» SHORT EXERCISE: Identify every line in the entries below that contains the word "distant", and copy each of those lines. Case counts.

» Items stored from a collection:
====================

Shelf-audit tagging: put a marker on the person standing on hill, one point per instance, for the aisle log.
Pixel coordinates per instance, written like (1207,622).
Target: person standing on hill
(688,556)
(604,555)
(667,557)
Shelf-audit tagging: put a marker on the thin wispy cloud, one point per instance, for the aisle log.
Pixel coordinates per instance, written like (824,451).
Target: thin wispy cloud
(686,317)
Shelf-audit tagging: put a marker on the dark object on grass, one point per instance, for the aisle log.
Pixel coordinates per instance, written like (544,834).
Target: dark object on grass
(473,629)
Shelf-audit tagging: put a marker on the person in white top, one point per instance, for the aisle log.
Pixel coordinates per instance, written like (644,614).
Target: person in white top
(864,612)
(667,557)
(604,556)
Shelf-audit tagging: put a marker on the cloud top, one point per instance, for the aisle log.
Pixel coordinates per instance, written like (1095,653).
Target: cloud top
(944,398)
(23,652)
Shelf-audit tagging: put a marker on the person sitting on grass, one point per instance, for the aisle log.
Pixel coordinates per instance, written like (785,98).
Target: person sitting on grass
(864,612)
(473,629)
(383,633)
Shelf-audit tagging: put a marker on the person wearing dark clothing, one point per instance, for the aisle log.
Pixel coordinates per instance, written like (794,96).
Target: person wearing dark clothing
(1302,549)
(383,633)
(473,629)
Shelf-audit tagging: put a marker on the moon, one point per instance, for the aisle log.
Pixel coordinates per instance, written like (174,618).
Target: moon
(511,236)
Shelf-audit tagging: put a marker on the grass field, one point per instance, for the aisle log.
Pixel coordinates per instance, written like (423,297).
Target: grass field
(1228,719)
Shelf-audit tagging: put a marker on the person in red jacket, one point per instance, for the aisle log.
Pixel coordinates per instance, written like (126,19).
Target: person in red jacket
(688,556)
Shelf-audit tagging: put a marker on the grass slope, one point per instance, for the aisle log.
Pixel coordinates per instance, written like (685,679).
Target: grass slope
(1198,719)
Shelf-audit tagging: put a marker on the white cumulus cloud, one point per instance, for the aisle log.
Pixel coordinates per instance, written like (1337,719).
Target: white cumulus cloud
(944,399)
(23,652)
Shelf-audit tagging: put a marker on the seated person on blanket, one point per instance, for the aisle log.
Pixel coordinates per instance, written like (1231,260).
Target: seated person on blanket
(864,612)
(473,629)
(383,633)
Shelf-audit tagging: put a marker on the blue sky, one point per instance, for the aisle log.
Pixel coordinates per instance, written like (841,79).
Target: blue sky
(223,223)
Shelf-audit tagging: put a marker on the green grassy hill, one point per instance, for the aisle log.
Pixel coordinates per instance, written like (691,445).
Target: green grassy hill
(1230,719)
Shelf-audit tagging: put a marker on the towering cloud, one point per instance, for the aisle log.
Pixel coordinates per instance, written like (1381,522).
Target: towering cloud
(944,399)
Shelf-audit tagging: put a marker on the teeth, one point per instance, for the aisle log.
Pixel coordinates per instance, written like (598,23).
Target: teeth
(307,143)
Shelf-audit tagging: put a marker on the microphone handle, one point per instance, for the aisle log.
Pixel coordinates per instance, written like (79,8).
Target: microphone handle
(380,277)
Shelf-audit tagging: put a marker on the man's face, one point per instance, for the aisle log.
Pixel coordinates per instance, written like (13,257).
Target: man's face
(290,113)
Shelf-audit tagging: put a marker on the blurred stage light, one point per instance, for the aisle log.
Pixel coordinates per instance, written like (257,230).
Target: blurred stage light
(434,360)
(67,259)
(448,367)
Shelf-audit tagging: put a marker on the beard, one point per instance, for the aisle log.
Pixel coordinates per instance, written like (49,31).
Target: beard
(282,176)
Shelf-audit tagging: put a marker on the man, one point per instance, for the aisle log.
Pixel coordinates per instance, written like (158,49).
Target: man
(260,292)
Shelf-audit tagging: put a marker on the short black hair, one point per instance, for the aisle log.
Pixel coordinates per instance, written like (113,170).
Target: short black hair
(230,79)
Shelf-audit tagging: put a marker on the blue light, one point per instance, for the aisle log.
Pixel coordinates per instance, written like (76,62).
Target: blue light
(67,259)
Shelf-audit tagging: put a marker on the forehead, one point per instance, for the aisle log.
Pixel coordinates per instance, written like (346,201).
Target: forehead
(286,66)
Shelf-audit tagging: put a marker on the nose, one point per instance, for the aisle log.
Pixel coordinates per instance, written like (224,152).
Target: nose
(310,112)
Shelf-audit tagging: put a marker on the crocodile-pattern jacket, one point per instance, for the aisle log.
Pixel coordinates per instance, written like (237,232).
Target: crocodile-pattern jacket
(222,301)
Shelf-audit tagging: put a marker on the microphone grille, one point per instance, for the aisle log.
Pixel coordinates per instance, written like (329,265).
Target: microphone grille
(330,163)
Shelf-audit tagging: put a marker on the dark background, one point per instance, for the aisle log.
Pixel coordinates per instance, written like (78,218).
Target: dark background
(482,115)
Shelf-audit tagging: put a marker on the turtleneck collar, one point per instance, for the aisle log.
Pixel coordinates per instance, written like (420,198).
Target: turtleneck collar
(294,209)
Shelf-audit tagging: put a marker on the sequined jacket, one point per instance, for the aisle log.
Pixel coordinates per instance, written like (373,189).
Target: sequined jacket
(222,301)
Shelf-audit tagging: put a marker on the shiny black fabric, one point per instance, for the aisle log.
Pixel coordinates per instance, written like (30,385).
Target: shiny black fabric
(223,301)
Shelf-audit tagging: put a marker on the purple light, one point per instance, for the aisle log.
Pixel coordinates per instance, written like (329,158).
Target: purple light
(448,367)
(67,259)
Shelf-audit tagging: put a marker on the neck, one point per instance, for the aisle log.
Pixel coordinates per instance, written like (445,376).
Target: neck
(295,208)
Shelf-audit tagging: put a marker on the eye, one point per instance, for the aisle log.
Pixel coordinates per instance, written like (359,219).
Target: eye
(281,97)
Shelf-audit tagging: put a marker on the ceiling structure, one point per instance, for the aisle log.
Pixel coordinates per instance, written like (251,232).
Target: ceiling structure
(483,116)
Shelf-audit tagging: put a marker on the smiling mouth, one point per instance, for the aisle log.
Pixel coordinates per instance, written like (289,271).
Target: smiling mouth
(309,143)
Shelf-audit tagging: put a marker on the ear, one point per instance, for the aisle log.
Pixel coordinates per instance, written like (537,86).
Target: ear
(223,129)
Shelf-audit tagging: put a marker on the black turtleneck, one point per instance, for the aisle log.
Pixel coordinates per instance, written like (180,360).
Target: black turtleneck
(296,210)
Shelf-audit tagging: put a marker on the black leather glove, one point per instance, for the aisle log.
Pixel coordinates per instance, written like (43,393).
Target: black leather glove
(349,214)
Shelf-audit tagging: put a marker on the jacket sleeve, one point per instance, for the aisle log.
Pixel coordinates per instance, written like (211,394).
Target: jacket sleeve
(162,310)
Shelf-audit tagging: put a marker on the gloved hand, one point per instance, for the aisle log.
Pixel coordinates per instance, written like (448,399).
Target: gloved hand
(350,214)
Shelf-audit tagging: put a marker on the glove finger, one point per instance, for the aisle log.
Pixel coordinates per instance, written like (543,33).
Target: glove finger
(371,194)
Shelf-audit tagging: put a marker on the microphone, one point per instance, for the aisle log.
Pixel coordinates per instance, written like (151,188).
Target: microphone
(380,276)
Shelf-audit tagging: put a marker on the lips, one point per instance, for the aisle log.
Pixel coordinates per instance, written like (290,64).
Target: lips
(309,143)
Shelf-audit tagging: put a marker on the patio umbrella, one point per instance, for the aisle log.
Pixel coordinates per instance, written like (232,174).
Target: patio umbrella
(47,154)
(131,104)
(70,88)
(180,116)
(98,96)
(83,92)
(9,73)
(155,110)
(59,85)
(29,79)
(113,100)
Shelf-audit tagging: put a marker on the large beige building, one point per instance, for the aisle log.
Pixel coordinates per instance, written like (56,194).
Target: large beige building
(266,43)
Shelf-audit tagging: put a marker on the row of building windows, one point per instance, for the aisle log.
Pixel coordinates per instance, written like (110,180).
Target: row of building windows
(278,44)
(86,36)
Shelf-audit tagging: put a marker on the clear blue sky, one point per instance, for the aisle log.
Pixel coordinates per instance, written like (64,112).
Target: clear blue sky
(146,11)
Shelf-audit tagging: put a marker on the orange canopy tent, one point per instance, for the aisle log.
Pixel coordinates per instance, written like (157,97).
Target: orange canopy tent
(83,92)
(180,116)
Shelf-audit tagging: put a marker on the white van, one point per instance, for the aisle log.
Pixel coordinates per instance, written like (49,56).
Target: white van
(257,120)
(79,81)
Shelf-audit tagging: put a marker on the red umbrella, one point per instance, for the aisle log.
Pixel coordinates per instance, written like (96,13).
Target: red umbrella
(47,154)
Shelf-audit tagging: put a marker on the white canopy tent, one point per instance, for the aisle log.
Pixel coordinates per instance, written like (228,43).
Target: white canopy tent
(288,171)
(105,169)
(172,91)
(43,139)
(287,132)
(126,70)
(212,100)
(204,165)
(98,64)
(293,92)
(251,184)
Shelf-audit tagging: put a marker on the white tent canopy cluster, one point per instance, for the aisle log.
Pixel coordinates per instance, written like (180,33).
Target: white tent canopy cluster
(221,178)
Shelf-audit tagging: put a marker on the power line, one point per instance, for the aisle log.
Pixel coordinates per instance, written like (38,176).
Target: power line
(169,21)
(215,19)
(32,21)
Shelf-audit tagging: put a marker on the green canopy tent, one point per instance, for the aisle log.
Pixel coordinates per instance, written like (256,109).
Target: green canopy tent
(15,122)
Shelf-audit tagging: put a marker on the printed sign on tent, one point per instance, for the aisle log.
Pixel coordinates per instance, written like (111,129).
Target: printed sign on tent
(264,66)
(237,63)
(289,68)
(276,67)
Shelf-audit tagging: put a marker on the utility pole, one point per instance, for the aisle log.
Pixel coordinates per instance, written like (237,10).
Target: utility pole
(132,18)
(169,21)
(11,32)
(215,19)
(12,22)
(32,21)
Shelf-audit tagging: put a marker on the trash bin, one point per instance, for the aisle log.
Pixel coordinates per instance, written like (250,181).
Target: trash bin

====================

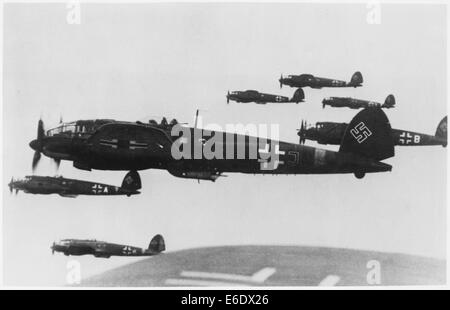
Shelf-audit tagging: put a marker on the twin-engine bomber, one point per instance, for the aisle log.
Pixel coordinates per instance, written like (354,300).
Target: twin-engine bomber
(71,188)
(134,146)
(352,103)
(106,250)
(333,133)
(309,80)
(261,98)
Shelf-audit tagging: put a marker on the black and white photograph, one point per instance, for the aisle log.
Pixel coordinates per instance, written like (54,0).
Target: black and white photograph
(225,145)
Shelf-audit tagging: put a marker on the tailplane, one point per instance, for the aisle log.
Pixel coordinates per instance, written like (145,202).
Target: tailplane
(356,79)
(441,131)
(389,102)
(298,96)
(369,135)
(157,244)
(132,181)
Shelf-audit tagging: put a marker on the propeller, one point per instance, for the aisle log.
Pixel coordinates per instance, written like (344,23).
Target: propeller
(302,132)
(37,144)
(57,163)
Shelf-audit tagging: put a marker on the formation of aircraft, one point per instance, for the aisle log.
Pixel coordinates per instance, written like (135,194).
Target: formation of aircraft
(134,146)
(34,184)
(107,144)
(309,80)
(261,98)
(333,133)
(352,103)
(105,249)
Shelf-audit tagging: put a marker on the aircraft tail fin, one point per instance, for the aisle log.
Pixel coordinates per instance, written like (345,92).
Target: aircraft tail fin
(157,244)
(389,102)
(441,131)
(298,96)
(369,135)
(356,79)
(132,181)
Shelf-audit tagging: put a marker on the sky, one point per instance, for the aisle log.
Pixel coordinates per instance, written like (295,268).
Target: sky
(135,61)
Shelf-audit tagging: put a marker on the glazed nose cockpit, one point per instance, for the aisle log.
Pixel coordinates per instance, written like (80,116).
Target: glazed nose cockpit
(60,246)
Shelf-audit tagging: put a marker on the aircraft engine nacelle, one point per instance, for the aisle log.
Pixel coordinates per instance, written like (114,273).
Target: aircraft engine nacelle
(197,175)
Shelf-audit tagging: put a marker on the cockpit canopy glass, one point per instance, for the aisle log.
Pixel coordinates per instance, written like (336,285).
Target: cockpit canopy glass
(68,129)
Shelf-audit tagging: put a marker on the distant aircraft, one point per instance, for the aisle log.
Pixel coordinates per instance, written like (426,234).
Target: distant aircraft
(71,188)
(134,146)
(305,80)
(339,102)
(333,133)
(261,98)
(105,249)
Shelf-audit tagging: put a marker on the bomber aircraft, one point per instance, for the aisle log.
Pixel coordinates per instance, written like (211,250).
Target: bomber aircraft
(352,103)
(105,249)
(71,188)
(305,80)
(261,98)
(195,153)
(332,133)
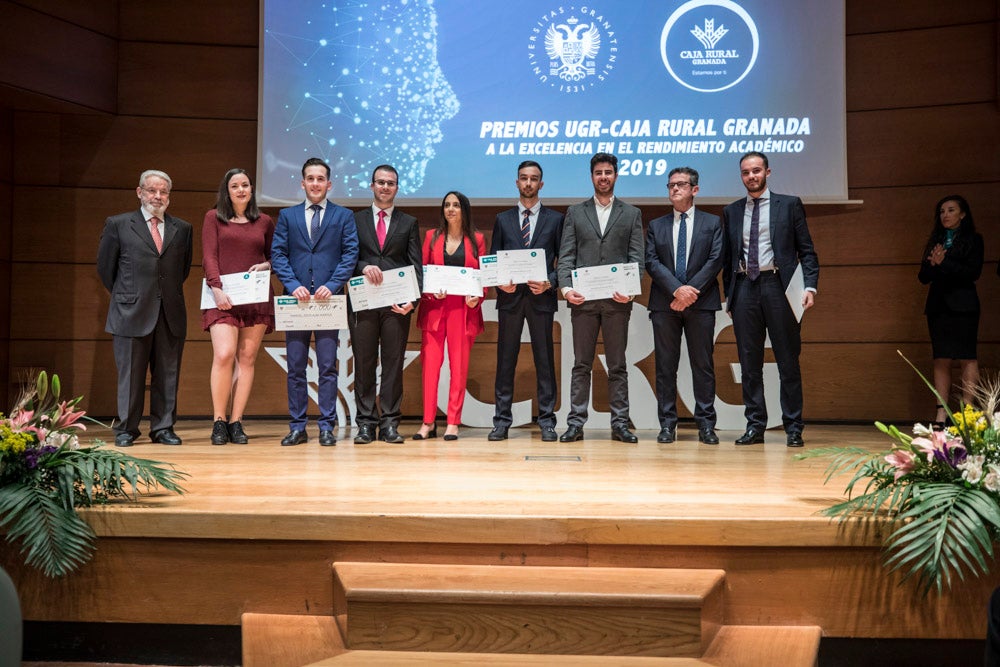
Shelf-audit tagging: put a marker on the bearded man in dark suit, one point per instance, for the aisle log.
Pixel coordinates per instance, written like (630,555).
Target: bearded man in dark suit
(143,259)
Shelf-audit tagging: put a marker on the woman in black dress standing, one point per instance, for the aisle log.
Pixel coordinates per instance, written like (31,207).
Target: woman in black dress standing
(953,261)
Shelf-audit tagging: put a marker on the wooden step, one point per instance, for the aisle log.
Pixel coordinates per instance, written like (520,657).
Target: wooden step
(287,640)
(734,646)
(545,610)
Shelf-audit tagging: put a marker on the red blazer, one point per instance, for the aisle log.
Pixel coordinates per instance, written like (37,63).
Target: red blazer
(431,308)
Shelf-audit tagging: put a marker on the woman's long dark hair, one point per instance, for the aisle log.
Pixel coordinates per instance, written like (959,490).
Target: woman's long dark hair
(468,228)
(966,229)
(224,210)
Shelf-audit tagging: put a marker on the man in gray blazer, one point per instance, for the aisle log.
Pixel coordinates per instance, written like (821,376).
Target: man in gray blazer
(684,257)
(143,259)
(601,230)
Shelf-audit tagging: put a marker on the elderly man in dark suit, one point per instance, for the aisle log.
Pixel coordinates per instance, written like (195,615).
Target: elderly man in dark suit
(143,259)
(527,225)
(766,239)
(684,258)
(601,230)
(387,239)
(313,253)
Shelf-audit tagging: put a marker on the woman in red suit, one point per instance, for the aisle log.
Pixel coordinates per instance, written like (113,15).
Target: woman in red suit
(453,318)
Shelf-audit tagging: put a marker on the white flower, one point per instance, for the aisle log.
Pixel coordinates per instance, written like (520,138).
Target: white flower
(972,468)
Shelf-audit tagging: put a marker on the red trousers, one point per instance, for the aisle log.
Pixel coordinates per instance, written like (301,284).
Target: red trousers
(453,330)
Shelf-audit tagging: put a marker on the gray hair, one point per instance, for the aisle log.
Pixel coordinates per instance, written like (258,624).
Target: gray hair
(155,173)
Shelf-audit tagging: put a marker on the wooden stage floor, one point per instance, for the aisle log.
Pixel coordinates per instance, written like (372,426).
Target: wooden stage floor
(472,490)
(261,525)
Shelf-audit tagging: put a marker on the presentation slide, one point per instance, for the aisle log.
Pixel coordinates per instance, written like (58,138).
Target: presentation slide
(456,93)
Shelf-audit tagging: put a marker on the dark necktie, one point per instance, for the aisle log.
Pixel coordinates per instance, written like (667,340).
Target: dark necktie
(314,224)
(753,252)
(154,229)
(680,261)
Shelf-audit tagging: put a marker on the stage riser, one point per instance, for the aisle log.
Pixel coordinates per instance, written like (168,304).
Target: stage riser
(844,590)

====================

» COMPLETE ANSWER:
Shelf-audit tagging: put a marker on the distant aircraft, one point per instance, for the aisle log.
Target: distant aircraft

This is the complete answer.